(Stored items)
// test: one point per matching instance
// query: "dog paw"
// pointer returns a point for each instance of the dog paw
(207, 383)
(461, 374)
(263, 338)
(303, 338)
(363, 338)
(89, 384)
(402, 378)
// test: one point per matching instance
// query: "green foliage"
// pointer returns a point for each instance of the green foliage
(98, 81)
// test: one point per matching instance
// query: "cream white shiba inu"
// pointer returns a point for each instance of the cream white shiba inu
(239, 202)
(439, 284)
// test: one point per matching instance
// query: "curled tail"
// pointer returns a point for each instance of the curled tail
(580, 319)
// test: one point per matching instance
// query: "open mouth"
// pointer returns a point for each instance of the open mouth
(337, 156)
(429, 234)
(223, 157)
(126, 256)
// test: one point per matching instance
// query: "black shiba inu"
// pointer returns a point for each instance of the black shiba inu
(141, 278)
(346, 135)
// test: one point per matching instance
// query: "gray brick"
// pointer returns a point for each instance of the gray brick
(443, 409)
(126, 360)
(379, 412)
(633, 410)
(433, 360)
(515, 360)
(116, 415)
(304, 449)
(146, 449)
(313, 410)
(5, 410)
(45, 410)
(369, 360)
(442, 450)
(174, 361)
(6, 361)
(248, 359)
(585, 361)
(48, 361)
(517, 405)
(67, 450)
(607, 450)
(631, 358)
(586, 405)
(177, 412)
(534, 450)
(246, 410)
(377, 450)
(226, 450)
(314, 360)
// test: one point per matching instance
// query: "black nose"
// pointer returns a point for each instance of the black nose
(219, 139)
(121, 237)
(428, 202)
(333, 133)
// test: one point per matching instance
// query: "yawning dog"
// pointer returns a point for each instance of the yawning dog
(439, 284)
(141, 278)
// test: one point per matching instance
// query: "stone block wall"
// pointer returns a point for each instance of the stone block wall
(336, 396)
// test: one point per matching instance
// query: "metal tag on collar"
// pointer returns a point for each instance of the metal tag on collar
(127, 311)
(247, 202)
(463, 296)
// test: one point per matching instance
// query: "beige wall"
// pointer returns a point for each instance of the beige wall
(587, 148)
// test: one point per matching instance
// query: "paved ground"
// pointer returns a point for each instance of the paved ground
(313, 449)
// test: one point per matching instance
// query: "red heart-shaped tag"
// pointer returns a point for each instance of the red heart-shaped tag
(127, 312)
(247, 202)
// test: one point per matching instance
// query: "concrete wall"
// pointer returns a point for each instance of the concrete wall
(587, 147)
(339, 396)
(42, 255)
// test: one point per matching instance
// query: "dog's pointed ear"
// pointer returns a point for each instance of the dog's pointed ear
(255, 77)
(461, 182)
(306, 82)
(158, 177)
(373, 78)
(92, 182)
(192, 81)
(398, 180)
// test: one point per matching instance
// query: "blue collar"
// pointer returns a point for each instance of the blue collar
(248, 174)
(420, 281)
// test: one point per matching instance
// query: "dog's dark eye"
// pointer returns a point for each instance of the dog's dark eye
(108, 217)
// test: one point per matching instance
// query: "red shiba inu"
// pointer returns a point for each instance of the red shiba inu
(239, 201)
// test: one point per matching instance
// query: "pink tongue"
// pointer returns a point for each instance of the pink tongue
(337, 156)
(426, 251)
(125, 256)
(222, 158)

Exercise objective: Using the exact wording, write out all of the records.

Exercise result:
// test: one point per matching instance
// query: "dog paw"
// pointer returns a point for each instance of the dog paw
(207, 383)
(461, 374)
(263, 338)
(303, 338)
(363, 338)
(89, 384)
(402, 378)
// test: one point per matching instance
// query: "green foliage"
// pointer returns a point for each instance of the green foliage
(98, 81)
// test: one point per matching instance
// query: "cream white shiba inu"
// pointer returns a point for each instance of the cream white shiba inu
(239, 202)
(439, 284)
// test: one point per matching instance
// query: "curled tail"
// pointer returns a point for each instance of the curled tail
(580, 319)
// test: one point per matching instance
// query: "open mouth"
// pointer returns a point for each instance of the open mouth
(337, 156)
(429, 234)
(223, 157)
(126, 256)
// test: one point per matching instance
// query: "black shiba inu"
// pointer returns a point for each instance of the black shiba inu
(141, 278)
(346, 135)
// test: one point per matching instance
// query: "gray brick"
// pointer returns a point for each instance of the gray brick
(443, 409)
(126, 360)
(379, 412)
(633, 410)
(433, 360)
(515, 360)
(116, 415)
(304, 449)
(146, 449)
(313, 410)
(5, 410)
(45, 410)
(369, 360)
(442, 450)
(174, 361)
(6, 361)
(248, 359)
(585, 361)
(48, 361)
(517, 405)
(67, 450)
(607, 450)
(631, 358)
(586, 405)
(177, 412)
(534, 450)
(246, 410)
(377, 450)
(226, 450)
(314, 360)
// test: one point per matching instance
// query: "black nose"
// pointer returns a point for each instance of the black nose
(219, 139)
(121, 237)
(428, 202)
(333, 133)
// test: one point per matching instance
// query: "yawning dog"
// pointer returns a point for each instance of the yawning dog
(439, 284)
(141, 278)
// test: one point per matching instance
// query: "stone block wall"
// pointer returns a point for each instance of the stone block wall
(336, 396)
// test: one point per matching instance
// query: "metal tag on collar"
// pointer returns a point for each instance of the metal tag on collar
(127, 311)
(247, 202)
(463, 296)
// test: one point per matching instance
// query: "beige wall"
// pointer returns a point for each instance of the beige wall
(587, 148)
// test: one point per matching instance
// query: "paved ground"
// pointer returns a point for each instance of the paved ground
(313, 449)
// test: one point per matching instance
// query: "red heart-shaped tag"
// pointer returns a point for each instance of the red heart-shaped tag
(127, 312)
(247, 202)
// test: one point per matching instance
// query: "concrete wall"
// pointer returns a point for each instance of the concrete wall
(587, 147)
(339, 396)
(42, 255)
// test: one point per matching instance
// query: "dog's pointed ear"
// pointer returns a point for each instance of the dog's pointed ear
(255, 77)
(461, 182)
(306, 82)
(158, 177)
(373, 78)
(92, 182)
(192, 81)
(398, 180)
// test: one point per matching instance
// query: "blue collar"
// pointer returns a point for each instance of the blue collar
(248, 174)
(420, 281)
// test: one point per matching instance
// query: "dog's dark eye"
// pointer returns a point for each instance of the dog's dark eye
(108, 217)
// test: one point per matching instance
// query: "red shiba inu"
// pointer returns a point for each instance of the red shiba inu
(239, 201)
// test: one point per matching instance
// query: "pink tongue"
// pointer returns a point for each instance of the pink tongue
(337, 156)
(426, 251)
(125, 256)
(222, 158)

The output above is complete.